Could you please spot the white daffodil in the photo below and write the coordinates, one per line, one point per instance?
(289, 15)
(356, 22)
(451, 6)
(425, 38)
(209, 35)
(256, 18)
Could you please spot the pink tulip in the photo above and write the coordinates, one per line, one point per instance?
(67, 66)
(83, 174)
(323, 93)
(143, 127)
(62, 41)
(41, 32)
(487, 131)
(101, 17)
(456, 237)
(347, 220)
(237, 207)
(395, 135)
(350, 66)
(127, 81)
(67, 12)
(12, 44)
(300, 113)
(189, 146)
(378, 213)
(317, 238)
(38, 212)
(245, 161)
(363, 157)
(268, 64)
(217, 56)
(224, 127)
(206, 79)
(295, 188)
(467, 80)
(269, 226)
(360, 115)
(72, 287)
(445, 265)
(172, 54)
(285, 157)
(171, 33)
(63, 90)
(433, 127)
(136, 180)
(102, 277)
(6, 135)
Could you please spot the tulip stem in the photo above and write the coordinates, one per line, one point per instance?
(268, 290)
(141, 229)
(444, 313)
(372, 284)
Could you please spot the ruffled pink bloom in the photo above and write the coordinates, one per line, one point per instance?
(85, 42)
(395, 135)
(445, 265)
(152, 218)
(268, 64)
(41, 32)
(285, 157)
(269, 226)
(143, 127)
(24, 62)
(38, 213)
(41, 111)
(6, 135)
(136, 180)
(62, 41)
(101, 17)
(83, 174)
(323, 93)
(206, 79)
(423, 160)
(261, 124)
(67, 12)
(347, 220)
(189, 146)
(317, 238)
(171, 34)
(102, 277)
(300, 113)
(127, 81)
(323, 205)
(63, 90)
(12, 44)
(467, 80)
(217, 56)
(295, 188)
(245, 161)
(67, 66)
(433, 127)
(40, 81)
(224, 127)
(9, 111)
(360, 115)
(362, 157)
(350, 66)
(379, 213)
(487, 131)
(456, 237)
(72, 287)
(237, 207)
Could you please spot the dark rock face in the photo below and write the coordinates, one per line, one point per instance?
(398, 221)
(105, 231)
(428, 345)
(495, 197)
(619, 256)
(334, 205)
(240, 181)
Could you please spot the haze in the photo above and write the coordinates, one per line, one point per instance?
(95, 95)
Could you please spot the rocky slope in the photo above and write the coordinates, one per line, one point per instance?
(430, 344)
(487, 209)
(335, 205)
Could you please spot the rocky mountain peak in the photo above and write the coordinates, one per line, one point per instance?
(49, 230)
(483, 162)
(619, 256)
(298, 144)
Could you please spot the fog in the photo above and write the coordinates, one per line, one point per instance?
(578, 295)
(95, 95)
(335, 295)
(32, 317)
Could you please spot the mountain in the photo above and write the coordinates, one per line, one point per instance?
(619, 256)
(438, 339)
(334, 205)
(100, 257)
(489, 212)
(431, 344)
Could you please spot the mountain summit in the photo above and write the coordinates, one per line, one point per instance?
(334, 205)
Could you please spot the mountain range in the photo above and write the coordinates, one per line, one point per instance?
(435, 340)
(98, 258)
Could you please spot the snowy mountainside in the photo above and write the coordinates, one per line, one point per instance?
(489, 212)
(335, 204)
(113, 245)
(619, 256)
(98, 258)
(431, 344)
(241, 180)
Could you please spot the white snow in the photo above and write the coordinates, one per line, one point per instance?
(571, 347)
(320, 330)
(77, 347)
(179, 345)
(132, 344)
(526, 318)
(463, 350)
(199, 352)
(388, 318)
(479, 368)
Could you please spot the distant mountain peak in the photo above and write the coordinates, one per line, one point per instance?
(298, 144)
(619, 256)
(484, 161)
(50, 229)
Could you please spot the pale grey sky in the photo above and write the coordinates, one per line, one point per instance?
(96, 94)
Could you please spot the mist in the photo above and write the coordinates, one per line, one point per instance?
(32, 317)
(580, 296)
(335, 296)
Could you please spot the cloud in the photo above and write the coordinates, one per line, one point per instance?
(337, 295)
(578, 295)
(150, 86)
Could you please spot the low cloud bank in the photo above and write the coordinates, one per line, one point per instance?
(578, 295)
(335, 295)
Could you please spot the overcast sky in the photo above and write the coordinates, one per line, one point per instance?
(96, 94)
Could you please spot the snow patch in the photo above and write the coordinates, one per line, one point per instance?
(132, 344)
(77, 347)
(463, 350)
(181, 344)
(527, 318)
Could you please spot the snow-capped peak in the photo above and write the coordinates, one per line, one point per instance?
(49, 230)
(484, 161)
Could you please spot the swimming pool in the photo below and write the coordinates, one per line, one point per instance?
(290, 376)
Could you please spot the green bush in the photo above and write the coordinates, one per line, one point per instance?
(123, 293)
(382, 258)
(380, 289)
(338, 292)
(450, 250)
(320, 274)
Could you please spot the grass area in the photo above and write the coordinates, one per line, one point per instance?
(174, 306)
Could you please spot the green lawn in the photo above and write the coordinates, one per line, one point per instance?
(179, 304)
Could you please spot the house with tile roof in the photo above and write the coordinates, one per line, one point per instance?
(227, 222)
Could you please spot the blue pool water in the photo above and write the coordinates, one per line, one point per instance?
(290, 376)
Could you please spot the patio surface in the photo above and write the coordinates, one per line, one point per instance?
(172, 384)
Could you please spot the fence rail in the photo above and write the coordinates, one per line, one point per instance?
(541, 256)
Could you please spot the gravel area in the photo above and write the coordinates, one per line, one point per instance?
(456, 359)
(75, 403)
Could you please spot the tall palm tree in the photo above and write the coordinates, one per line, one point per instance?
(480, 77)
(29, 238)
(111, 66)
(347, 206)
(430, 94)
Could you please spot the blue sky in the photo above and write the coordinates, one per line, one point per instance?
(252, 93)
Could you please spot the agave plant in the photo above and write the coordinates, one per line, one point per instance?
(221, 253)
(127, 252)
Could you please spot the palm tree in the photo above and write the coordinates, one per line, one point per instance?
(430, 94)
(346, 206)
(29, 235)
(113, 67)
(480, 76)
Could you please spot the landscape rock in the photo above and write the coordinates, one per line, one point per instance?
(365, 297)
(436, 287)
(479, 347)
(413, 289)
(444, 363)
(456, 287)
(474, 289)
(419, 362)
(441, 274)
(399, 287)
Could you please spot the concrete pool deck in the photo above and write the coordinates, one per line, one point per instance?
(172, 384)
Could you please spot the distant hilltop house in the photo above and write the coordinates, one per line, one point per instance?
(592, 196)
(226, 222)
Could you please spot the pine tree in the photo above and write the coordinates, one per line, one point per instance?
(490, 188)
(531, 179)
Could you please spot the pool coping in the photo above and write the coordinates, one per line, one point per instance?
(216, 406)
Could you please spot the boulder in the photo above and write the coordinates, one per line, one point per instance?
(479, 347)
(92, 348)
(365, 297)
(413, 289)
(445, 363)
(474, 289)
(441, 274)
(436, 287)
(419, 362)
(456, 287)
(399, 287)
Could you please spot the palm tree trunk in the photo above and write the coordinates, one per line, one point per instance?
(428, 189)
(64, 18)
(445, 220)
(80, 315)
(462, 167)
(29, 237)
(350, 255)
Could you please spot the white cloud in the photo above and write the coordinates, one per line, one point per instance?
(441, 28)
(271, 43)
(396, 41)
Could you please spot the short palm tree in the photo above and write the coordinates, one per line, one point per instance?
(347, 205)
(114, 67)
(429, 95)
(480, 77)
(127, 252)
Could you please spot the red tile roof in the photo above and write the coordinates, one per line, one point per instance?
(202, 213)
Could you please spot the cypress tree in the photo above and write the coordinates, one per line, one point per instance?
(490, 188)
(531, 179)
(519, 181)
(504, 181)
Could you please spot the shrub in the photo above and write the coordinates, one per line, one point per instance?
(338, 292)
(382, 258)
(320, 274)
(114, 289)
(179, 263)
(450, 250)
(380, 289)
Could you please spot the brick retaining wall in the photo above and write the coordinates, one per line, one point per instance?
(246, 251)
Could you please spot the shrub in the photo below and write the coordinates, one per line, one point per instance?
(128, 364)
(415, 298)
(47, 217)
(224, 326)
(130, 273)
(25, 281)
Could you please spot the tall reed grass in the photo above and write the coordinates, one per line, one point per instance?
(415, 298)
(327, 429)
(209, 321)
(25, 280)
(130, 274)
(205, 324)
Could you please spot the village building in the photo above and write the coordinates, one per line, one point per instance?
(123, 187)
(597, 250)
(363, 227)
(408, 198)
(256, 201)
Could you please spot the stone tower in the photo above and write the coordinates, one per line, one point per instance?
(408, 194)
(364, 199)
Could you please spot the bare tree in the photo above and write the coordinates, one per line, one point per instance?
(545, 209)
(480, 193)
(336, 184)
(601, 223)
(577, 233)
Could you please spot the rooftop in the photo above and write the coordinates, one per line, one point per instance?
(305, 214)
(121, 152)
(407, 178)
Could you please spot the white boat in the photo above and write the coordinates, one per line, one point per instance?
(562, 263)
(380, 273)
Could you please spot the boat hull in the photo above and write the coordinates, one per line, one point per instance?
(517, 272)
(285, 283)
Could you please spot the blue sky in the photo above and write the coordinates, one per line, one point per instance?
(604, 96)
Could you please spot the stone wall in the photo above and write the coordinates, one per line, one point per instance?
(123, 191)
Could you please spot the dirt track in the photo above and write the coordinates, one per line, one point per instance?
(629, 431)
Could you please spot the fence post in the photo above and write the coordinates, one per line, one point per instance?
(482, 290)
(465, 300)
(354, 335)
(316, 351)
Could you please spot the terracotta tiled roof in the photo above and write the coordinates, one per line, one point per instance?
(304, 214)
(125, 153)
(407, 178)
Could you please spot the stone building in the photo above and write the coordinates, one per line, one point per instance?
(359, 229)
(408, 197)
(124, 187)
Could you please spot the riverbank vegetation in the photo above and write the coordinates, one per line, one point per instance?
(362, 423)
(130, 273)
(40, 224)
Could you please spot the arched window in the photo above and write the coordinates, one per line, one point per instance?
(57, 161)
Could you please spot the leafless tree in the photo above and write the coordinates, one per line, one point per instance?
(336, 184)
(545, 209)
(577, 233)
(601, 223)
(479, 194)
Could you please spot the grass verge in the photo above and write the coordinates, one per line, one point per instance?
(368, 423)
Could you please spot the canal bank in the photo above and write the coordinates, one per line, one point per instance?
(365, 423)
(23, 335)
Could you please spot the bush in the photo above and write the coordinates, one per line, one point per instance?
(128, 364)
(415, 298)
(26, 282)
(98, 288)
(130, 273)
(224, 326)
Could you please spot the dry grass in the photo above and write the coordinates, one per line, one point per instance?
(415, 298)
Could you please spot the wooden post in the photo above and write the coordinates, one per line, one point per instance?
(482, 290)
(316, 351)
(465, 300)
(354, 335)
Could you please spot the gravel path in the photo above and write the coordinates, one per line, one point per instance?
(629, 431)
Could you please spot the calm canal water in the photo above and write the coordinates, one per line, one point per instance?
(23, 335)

Soal:
Salin tanpa perubahan bagian yang dimulai dari baris yang memuat "Could you please spot the calm" hingga baris terakhir data di atas, termasuk kedua ujungnya.

Hasil Tugas:
Could you please spot the calm canal water in the photo above and write the coordinates, one per line, one point per instance?
(23, 335)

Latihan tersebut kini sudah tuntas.